-- EXTRACT follows --

Google is Rolling Out Gemini Broadly

GM's announcement happens at the same time Google is expanding Gemini across cars and phones. Google's Android Auto platform—the system that connects your Android phone to your car's screen—is also getting Gemini, rolling out to 45 languages worldwide.

Google is replacing its older Google Assistant with Gemini. If you use Google Assistant on your phone now, Google will gradually move you to Gemini over the coming months. By later this year, the classic Google Assistant will mostly disappear from phones.

GM's timing fits into this larger Google strategy. Android Auto users who have already switched to Gemini on their phones can use it in their cars right away. The rest of GM's vehicles will get the update through over-the-air downloads—the same way your car might receive a software patch, like your phone does.

How OnStar Makes This Work

OnStar is the backbone of this integration. It started as an emergency call system in GM cars back in the 1990s. Over three decades, it has grown into a full connected vehicle system that handles cellular connectivity, cloud communication, voice commands, and emergency services.

For GM to add Gemini, it needs three key things: reliable internet connection in the car, strong security to protect your privacy and vehicle control, and a way to update the system without disrupting how the car runs. OnStar already handles all of this.

There is another advantage. OnStar has been using voice recognition for emergency calls and customer service for decades. That means GM has real-world experience with how drivers use voice commands in cars—what works, what fails, and what drivers actually need. Gemini gets to benefit from that knowledge.

This approach follows a pattern we have seen before in tech. When smartphones first came out, car manufacturers tried to simply shrink phone software to fit in vehicles. That did not work well. Cars need different assumptions about connectivity, driver attention, and reliability than phones do. GM is learning from that history by building on proven car technology rather than starting from scratch.

What Gemini Will Actually Do

Gemini will connect through OnStar's existing hardware in your car—the same unit that handles emergency calls and navigation today. This setup lets GM keep control of critical vehicle systems while adding AI features on top.

-- EXTRACT concluded --

INSTRUCTIONS TO FOLLOW —
Please continue the article about GM bringing Gemini into its cars, picking up after its final paragraph.

-- SUPPLIED ENTRIES follows --

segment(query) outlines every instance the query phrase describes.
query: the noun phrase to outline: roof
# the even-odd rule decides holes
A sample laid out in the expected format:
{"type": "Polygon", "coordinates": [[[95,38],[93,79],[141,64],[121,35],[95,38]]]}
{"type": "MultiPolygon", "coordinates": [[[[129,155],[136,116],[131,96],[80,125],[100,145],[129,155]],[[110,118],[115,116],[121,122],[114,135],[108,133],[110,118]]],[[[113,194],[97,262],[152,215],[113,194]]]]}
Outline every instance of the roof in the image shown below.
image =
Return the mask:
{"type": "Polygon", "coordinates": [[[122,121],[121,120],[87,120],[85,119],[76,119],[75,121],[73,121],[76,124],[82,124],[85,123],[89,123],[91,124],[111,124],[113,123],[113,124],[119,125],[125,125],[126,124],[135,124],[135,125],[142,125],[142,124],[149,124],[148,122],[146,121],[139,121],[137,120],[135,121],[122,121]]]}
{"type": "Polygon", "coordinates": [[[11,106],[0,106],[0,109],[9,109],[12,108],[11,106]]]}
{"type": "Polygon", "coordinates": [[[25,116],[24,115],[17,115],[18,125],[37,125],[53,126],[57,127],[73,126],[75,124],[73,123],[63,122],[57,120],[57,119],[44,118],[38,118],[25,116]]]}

-- SUPPLIED ENTRIES concluded --
-- SUPPLIED ENTRIES follows --

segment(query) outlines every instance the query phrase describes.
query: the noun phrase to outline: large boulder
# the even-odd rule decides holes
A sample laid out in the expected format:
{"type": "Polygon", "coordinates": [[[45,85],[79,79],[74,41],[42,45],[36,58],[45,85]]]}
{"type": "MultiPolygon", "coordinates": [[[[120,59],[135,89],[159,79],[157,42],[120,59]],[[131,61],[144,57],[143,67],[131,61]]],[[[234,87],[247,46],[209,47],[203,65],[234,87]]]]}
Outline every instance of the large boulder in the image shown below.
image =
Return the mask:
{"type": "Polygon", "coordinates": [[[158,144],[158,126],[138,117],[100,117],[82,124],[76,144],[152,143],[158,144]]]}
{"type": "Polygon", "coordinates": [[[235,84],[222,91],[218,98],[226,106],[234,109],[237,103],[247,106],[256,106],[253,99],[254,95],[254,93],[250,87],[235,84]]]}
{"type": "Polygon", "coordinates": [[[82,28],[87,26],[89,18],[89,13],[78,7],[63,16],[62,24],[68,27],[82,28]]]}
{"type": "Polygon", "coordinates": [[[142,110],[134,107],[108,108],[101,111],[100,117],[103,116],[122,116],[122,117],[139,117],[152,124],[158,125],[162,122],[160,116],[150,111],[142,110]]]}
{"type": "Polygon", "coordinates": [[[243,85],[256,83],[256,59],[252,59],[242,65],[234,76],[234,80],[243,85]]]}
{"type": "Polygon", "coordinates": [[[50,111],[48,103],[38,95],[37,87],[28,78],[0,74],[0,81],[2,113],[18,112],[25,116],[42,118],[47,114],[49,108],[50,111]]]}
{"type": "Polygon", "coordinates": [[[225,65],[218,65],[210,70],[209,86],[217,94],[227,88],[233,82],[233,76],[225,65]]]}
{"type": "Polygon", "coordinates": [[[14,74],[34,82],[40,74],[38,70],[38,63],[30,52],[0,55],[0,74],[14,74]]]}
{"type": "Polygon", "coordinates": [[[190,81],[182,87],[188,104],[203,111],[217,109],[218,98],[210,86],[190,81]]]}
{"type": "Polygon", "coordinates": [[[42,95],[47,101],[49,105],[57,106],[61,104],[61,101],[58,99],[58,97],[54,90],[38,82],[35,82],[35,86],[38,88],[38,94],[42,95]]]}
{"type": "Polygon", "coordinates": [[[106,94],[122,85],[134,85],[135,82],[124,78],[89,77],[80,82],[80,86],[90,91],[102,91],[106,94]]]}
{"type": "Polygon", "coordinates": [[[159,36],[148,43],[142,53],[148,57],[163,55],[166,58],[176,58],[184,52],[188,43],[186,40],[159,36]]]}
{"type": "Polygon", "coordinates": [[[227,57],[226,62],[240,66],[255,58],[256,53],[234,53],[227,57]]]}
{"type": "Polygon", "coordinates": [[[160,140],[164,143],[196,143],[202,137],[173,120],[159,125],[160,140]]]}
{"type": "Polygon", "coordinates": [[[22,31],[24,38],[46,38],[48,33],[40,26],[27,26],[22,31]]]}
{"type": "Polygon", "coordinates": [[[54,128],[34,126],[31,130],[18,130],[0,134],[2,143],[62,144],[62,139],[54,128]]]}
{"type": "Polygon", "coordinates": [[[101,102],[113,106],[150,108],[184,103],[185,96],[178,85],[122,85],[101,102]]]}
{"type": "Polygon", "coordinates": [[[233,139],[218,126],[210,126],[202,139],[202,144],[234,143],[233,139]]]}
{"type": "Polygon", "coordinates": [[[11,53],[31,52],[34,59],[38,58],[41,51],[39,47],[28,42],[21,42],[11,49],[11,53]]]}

-- SUPPLIED ENTRIES concluded --

ANSWER FOR THE TASK —
Right now, the focus is on letting you talk to Gemini in your car to ask questions, get directions, control vehicle functions, and get information. The OnStar system can give Gemini details about your car's status, your location, and available services—so Gemini can give you answers tailored to what your car is doing and where you are.

Google is working on advanced versions of Gemini that could eventually plan actions and imagine scenarios. That could lead to more complex uses over time, though that is still in development and not part of current plans.

What This Means in the Broader Car Market

Car companies and tech firms are competing to make AI assistants a standard feature in vehicles. As more people switch to electric cars and buy cars based partly on software features, AI assistants are becoming a way to stand out.

GM's choice to use Google's Gemini across all its cars is different from what some competitors are doing—they are either building their own AI or mixing several AI providers. By standardizing on Gemini, GM simplifies things and gets access to all of Google's AI improvements as they happen.

The broader context here is that GM is tying itself to Google's ecosystem. You will be using Gemini, Google Maps, Android Auto, and other Google services in a connected way. This could be convenient in places where people already rely on Google, but it also means GM's AI capabilities depend on Google's decisions and direction.

What this opens up for drivers is real conversation with AI in your car, not just barking commands. And because the system updates over the air, GM can add new AI features without you needing a hardware upgrade or a trip to the dealer. The auto industry will watch closely to see how well this works and how drivers respond. If it succeeds, other car companies will likely do something similar.